__FRAGMENTO DEL TEXTO__.
╭──

La esposa vuelve a aparecer al otro día y amenaza la misión encomendada: decidir si se abandona o no el proyecto Solaris. Los “visitantes” vienen de noche, logrando que los tripulantes alteren sus horas de sueño, utilizando el miedo que no desaparece al no poder dormir.

 

Hacia la mitad del metraje, los científicos abandonan los pasillos desnudos de la nave y celebran el cumpleaños de uno de ellos en una ¡biblioteca! sacada de contexto, con muchos libros, paredes cálidas color verde y madera, iluminada por un candelabro con velas encendidas. «No necesitamos otros mundos, necesitamos un espejo», declama Snaut algo alcoholizado, explicando la porfía de la humanidad por extender sus fronteras al resto del Cosmos. Descarta la idea de un “contacto” alienígena, «al ser humano sólo le hace falta otro ser humano», hay una idea de incomunicación, la búsqueda del conocimiento aleja al hombre de la intimidad con el otro.

 


En esa celebración, los otros científicos conversan con Hari haciéndole sentir que no es real, que no es más que un devaneo anímico. Sartorius hace una analogía con las emociones desbordadas de los personajes de Dostoievski, el célebre novelista ruso que sería una especie de fantasma en esa biblioteca donde los libros encapsulan la memoria del ser humano, tal como Océano restituye el pasado de Kris en la figura de Hari.

╰──

(Registros extraídos de una colección)
╭──

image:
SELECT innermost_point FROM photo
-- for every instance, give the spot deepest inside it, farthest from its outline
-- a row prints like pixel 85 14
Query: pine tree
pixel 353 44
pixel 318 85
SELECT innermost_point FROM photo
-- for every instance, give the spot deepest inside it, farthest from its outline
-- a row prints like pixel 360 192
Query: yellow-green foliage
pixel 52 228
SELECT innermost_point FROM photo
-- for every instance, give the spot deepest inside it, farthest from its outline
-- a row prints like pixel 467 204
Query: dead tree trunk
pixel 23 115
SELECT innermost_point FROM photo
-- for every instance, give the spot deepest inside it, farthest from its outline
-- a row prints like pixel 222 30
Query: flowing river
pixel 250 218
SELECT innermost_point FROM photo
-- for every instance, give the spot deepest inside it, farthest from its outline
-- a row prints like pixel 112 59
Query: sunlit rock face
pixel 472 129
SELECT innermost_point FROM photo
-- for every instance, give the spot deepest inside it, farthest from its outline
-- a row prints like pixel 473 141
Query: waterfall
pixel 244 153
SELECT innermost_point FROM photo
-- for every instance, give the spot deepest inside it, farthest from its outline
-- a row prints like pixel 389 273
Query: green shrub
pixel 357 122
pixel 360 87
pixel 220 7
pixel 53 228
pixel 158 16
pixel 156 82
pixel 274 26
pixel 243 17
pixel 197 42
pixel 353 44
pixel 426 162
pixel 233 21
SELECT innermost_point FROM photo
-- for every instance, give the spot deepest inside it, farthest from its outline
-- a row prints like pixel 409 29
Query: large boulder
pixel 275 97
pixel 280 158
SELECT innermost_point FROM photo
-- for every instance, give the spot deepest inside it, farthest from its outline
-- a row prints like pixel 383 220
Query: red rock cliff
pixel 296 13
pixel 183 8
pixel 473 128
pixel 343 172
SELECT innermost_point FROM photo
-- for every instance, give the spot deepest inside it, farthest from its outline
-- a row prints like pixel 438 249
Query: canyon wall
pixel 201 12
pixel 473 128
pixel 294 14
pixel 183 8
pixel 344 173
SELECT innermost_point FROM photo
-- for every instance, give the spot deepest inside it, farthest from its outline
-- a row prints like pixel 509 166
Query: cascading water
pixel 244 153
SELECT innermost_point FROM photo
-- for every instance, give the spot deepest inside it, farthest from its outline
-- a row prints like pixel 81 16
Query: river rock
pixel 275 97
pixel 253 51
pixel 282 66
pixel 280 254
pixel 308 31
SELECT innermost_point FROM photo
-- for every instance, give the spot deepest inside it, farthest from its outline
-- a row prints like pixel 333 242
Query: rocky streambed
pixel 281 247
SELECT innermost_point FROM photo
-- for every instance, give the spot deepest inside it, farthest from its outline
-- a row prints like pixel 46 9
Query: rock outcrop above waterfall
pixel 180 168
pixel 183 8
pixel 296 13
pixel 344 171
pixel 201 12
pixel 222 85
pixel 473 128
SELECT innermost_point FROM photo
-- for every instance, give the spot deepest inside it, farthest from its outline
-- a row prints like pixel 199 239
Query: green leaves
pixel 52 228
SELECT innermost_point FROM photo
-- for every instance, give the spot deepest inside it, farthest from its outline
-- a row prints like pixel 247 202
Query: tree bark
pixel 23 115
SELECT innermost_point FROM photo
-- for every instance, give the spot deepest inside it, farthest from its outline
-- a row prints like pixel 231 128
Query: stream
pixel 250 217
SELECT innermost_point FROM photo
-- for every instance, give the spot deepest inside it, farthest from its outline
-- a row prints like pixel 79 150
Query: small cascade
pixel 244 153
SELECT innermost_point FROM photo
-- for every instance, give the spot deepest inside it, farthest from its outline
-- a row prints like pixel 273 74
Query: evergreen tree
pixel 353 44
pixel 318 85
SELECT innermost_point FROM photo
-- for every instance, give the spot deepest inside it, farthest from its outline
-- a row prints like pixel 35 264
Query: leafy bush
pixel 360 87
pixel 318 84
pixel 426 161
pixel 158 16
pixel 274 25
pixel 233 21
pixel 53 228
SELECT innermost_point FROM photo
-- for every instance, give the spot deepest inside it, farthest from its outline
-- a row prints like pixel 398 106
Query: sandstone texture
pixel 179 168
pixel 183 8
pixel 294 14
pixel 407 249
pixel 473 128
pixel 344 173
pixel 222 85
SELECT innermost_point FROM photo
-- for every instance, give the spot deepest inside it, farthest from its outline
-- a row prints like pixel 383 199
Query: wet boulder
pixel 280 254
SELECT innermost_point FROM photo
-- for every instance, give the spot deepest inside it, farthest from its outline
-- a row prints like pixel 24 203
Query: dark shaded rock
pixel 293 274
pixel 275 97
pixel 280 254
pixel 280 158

╰──

__TAREAS PENDIENTES__.
(A) Enumera todas las expresiones que aparecen entre comillas, de cualquier tipo, en el fragmento sobre Solaris.
(B) Presenta como una lista JSON de cadenas, una por línea y sin líneas vacías, todo el listado desde su comienzo hasta la línea que contiene "pixel 472 129", ambas incluidas.

__RESPUESTAS POR TAREA__.
(A)
- “visitantes”
- «No necesitamos otros mundos, necesitamos un espejo»
- “contacto”
- «al ser humano sólo le hace falta otro ser humano»

(B)
[
  "image:",
  "SELECT innermost_point FROM photo",
  "-- for every instance, give the spot deepest inside it, farthest from its outline",
  "-- a row prints like pixel 85 14",
  "Query: pine tree",
  "pixel 353 44",
  "pixel 318 85",
  "SELECT innermost_point FROM photo",
  "-- for every instance, give the spot deepest inside it, farthest from its outline",
  "-- a row prints like pixel 360 192",
  "Query: yellow-green foliage",
  "pixel 52 228",
  "SELECT innermost_point FROM photo",
  "-- for every instance, give the spot deepest inside it, farthest from its outline",
  "-- a row prints like pixel 467 204",
  "Query: dead tree trunk",
  "pixel 23 115",
  "SELECT innermost_point FROM photo",
  "-- for every instance, give the spot deepest inside it, farthest from its outline",
  "-- a row prints like pixel 222 30",
  "Query: flowing river",
  "pixel 250 218",
  "SELECT innermost_point FROM photo",
  "-- for every instance, give the spot deepest inside it, farthest from its outline",
  "-- a row prints like pixel 112 59",
  "Query: sunlit rock face",
  "pixel 472 129"
]